## Text to read
** START **

Weak acids and weak bases are only partially dissociated.

Explanation:

When a small amount of an acid or a base is added to water (or a solution of some strong acid or base of some certain $pH \!$,) the $pH$ of that solution tends to change significantly.

In contrast, when the same amount of acid or base is added to a buffer system of some certain $pH\!$, the $pH$ of this system tends to change by a much smaller amount.

Weak acids and weak bases dissociate only partially. That allows the buffer solutions to contain a large reservoir of both the (undissociated) weak acid (or weak base) and the corresponding conjugate ion, while maintaining the required $pH$.

This reservoir of the partially-dissociated weak acid (or weak base) and its conjugate ion allows the buffer system to absorb $\rm H^{+}$ and $\rm OH^{-}$ that were added to the solution without much change to the $pH$.

** END **

## Things to do
**a.** Transcribe the buffer passage word for word, everything from "Weak acids and weak bases are" down to "much smaller amount.".
**b.** According to the buffer passage, why can buffer solutions contain a large reservoir of both the weak acid (or weak base) and its conjugate ion?
**c.** Take the buffer passage further, picking up after its final sentence.
The listing has no connection to the buffer passage.

## Items from a labeling collection
** START **

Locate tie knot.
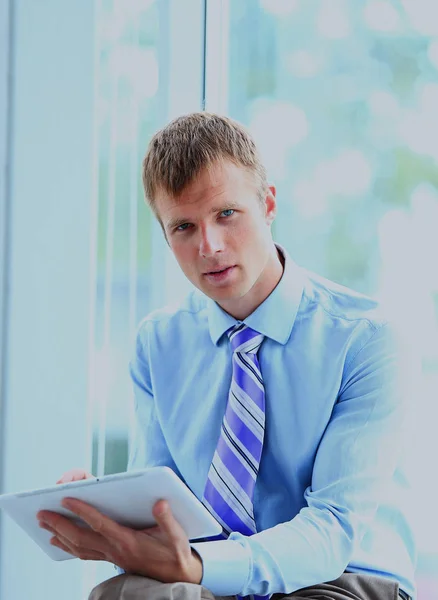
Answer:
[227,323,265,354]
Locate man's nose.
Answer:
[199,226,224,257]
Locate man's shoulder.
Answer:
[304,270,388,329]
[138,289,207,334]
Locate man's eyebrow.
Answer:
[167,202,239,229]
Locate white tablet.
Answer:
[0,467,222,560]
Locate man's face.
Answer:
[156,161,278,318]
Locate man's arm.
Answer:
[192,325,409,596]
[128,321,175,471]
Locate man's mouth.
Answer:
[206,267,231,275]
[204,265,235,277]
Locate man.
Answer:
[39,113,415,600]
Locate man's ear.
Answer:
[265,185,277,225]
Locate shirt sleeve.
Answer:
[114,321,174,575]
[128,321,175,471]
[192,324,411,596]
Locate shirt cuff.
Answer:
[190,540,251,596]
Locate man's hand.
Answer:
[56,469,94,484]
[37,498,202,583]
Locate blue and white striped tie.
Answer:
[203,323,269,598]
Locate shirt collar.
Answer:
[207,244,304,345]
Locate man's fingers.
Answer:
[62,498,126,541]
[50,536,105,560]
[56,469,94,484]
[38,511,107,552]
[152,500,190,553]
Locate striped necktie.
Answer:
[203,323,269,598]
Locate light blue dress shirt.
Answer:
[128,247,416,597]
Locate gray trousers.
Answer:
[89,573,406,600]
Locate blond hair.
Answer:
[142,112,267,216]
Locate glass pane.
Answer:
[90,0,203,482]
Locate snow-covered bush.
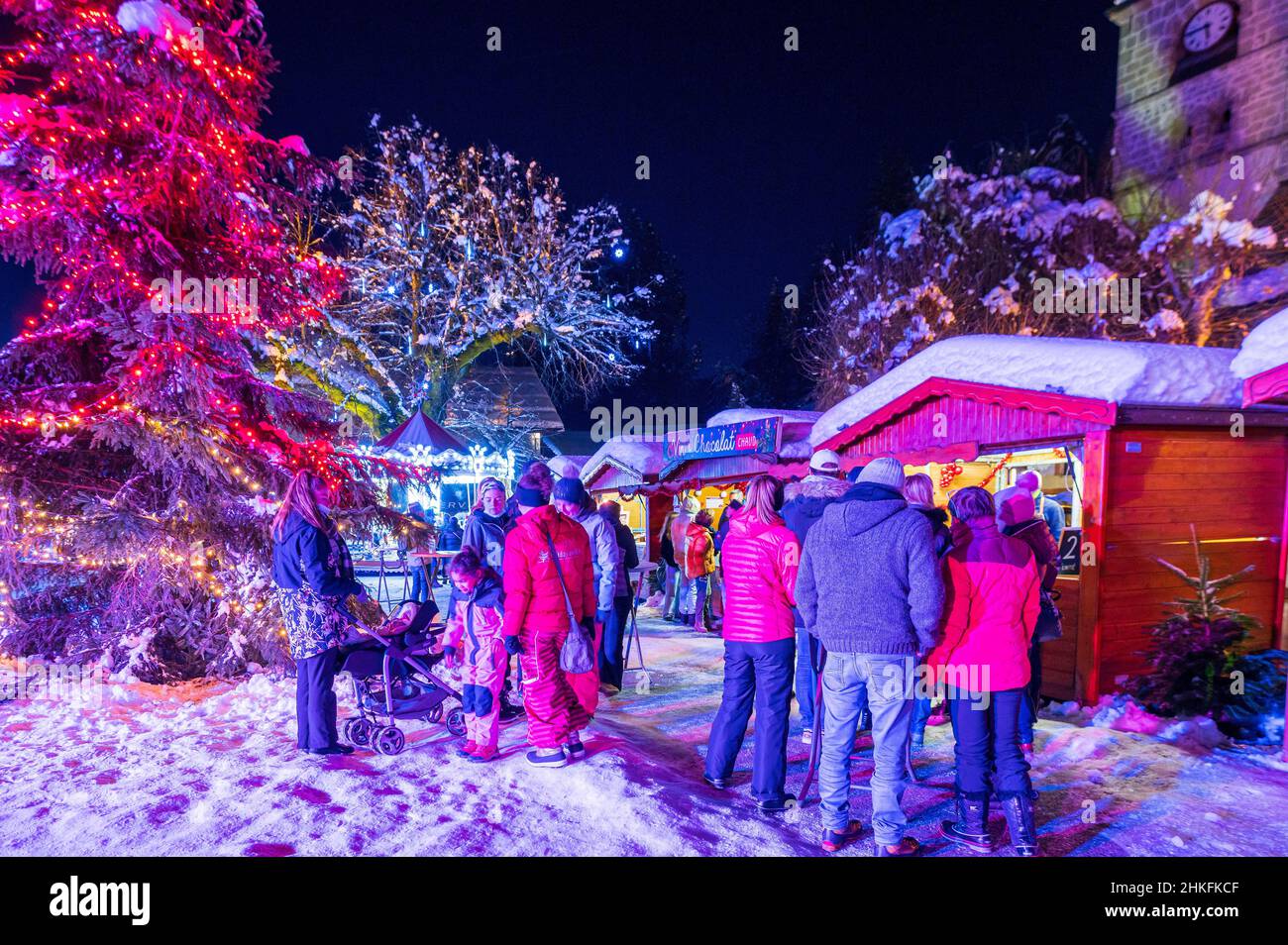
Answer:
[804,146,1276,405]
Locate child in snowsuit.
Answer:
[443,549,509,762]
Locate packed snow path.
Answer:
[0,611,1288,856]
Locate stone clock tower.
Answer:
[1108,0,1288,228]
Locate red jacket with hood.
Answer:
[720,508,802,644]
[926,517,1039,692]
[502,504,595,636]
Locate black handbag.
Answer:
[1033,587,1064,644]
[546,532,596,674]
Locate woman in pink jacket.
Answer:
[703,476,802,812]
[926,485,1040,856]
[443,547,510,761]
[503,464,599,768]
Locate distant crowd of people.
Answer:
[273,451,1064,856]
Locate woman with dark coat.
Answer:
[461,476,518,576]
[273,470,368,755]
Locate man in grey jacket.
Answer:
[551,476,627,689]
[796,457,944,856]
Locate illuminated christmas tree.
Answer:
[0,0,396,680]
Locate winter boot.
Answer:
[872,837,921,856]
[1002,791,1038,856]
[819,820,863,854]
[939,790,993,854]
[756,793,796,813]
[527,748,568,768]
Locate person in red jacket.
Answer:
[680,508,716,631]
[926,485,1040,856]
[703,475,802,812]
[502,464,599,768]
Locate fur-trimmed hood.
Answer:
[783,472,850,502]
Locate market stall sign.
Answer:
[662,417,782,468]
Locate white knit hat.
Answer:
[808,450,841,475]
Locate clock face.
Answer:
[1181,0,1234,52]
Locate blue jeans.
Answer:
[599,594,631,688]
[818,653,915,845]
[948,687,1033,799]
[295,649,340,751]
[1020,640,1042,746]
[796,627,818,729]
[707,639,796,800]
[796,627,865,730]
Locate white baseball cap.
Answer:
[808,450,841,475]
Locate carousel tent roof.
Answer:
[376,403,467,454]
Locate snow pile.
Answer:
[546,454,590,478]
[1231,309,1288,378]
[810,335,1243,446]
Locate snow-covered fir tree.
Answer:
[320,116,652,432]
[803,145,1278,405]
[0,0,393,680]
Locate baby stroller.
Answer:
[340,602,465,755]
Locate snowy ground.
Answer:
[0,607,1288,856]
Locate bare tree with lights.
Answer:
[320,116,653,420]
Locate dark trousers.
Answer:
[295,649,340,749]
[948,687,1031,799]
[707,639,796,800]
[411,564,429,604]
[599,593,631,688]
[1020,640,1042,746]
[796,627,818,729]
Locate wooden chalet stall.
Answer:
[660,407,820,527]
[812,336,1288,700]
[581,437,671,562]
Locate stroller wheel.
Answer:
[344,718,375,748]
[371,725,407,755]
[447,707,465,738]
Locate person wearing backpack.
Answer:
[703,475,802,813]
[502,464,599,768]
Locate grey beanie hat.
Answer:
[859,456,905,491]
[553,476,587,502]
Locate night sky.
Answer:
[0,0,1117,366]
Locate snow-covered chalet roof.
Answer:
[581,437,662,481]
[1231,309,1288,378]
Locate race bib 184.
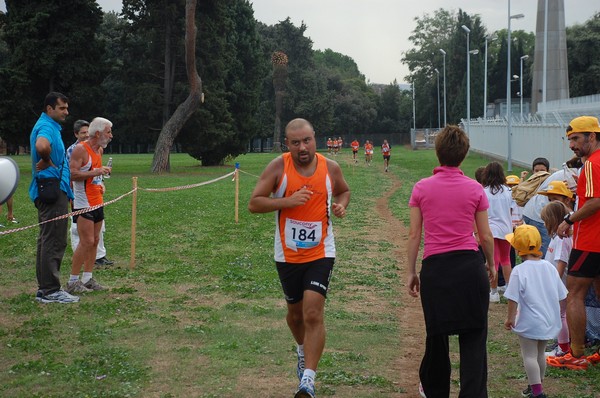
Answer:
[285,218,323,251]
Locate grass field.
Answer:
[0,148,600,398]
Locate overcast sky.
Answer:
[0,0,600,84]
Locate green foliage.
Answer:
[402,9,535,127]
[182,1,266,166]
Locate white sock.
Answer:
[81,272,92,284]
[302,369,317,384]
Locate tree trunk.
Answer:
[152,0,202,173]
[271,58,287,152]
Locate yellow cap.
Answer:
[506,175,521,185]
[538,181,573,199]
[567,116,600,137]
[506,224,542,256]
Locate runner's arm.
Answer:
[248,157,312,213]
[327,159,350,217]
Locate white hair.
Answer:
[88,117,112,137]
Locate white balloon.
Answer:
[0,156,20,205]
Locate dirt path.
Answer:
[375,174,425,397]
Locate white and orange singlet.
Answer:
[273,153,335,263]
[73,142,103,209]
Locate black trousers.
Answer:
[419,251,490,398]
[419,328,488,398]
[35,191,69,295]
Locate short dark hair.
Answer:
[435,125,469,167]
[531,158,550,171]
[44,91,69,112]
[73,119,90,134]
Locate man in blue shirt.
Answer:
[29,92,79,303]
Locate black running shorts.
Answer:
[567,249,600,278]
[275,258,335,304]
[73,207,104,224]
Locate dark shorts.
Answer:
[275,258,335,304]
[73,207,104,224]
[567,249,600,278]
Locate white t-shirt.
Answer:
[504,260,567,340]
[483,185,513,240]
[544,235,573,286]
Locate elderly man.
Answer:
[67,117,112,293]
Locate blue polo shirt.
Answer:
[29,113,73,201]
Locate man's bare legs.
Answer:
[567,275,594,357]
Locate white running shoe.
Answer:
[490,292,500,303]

** END **

## Exercise results
**a.**
Weak acids and weak bases are only partially dissociated.

Explanation:

When a small amount of an acid or a base is added to water (or a solution of some strong acid or base of some certain $pH \!$,) the $pH$ of that solution tends to change significantly.

In contrast, when the same amount of acid or base is added to a buffer system of some certain $pH\!$, the $pH$ of this system tends to change by a much smaller amount.

**b.** Because weak acids and weak bases dissociate only partially.

**c.**
For example, consider a $1\; \rm L$ buffer solution that initially included $0.1\; \rm mol$ of acetic acid $\rm CH_3COOH$ (a weak acid with $pK_\text{a} = 4.765$) and $0.1\; \rm mol\!$ of sodium acetate $\rm CH_3COONa$. The $pH$ of this solution would be $4.765$.

In contrast, if a solution of $\rm HCl$ (a strong acid) and an equal amount of $\rm NaCl$ also needs to be $4.765$, only $10^{-4.765}\; \rm mol \approx 0.0000172\; \rm mol$ of each species could be included.

Assume that $0.001\; \rm mol$ of ${\rm NaOH}\, (s)$ is added to the buffer solution of $\rm CH_3COOH$ and $\rm CH_3COONa$. The quantity of the partially-dissociated weak acid in this solution is much larger than that of the $\rm OH^{-}$ added to the solution.

Only a small portion of the weak base would be consumed.The $pH$ of the solution would likely change by less than $0.001$.

In contrast, assume that $0.001\; \rm mol$ of ${\rm NaOH}\, (s)$ is added to the $1\; \rm L$ solution with $0.0000172\; \rm mol$ of $\rm HCl$ (fully-dissociated) and $\rm NaCl$.

All the $\rm HCl\!$ in this solution would be consumed. The $pH$ of this solution would go well above $7$.